SELECTED TEXT START

The cost of the Covid-19 pandemic on the Indian economy is smaller than was projected, as the corporate sector managed to bring down costs and bolster balance sheets, according to Credit Suisse’s top equity strategist for India.

Previous analysis carried out by the Zurich-based financial institution predicted India’s economy would see a loss of 20 trillion rupee ($270 billion), but 75 percent of the factors considered in coming up with the figure didn’t have a lasting impact, and so the damage turned out to be significantly less than first thought.

“We call it ‘water under the bridge’. What people didn’t earn, they didn’t consume. So, the lasting implications were very low,” Neelkanth Mishra, Credit Suisse’s India strategist and co-head of equity strategy, Asia Pacific, said in an interview with BloombergQuint.

According to the him, the estimated loss has contracted to $200 billion, of which nearly $110 billion was borne by the government in terms of increased debt.

However, prospects are not so bright for non-corporate India, as the loss in personal income or wages has reportedly come to nearly $61 billion in total, leaving the poor with a worse balance sheet.

The remaining $27 billion is the loss of retained earnings and capital for companies. Severe cost-cutting measures introduced by corporate giants reportedly pushed the major negative impacts of the lockdown down to the smaller 30-40 percent of enterprises and individuals.

“From an inequality perspective that’s a disastrous outcome but from an economic momentum perspective that’s actually the best possible outcome,” Mishra said.

According to the analyst, the top 10-20 percent of Indian corporations, households and individuals, who spend the most, came out of the lockdown with a better balance sheet because their consumption was severely impacted while their income was secure. At the same time, the bottom 50 percent were less fortunate, as their income was severely affected while the consumption remained at the same basic level.

The extra savings that the top corporations, households and individuals have may boost investing and consuming activity and, hence, growth in the near future, Mishra said.

“That is the economic stimulus that has come through and therefore the lasting damage to the economy is much lower,” he said.

SELECTED TEXT END
PROVIDED RECORDS START

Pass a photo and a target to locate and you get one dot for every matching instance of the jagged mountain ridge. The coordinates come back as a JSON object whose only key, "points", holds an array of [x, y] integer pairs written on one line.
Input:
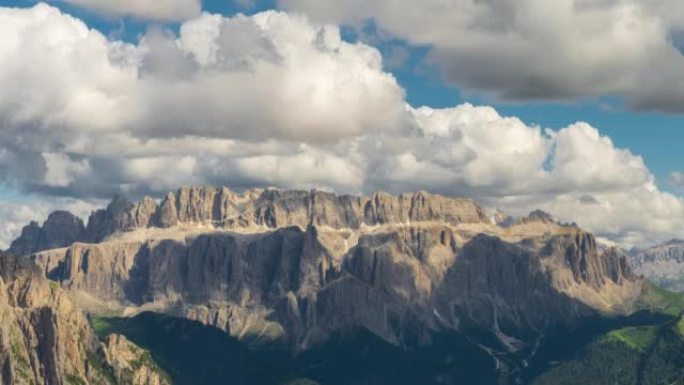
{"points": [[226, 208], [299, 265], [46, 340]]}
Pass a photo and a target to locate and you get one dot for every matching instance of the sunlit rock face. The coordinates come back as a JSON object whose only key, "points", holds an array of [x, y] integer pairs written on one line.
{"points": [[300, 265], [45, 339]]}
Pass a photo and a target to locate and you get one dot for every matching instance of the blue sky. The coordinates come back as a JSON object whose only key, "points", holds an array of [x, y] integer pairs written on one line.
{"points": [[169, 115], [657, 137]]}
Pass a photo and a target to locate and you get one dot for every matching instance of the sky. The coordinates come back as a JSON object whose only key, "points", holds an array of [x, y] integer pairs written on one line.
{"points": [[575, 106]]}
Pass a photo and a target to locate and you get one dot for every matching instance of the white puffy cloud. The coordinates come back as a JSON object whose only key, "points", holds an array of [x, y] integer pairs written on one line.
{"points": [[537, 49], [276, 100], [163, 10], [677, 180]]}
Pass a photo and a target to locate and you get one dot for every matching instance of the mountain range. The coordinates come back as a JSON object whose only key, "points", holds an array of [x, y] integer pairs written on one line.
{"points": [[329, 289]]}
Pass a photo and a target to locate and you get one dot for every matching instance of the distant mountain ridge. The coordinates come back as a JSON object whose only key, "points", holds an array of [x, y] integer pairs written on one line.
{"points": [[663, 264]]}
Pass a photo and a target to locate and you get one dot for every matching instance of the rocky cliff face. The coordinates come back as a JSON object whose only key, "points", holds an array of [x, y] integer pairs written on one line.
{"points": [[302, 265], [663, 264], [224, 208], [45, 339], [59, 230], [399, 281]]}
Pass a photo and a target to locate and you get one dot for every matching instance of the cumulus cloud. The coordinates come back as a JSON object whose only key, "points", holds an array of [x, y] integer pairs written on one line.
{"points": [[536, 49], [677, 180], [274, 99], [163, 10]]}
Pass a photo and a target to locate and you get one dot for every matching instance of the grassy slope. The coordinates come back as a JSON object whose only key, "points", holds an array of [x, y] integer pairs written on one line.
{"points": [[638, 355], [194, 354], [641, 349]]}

PROVIDED RECORDS END

§ COMPLETE THE FOLLOWING:
1 – Write out word for word the part of the article on the pandemic's cost to India that opens with the words containing "Previous analysis carried" and closes with "interview with BloombergQuint.".
2 – According to the article on the pandemic's cost to India, how much of the estimated $200 billion loss did the government bear?
The rows aren't needed for anything here.

§ ANSWERS FOR THIS EXERCISE:
1 –
Previous analysis carried out by the Zurich-based financial institution predicted India’s economy would see a loss of 20 trillion rupee ($270 billion), but 75 percent of the factors considered in coming up with the figure didn’t have a lasting impact, and so the damage turned out to be significantly less than first thought.

“We call it ‘water under the bridge’. What people didn’t earn, they didn’t consume. So, the lasting implications were very low,” Neelkanth Mishra, Credit Suisse’s India strategist and co-head of equity strategy, Asia Pacific, said in an interview with BloombergQuint.

2 – Nearly $110 billion, in the form of increased debt.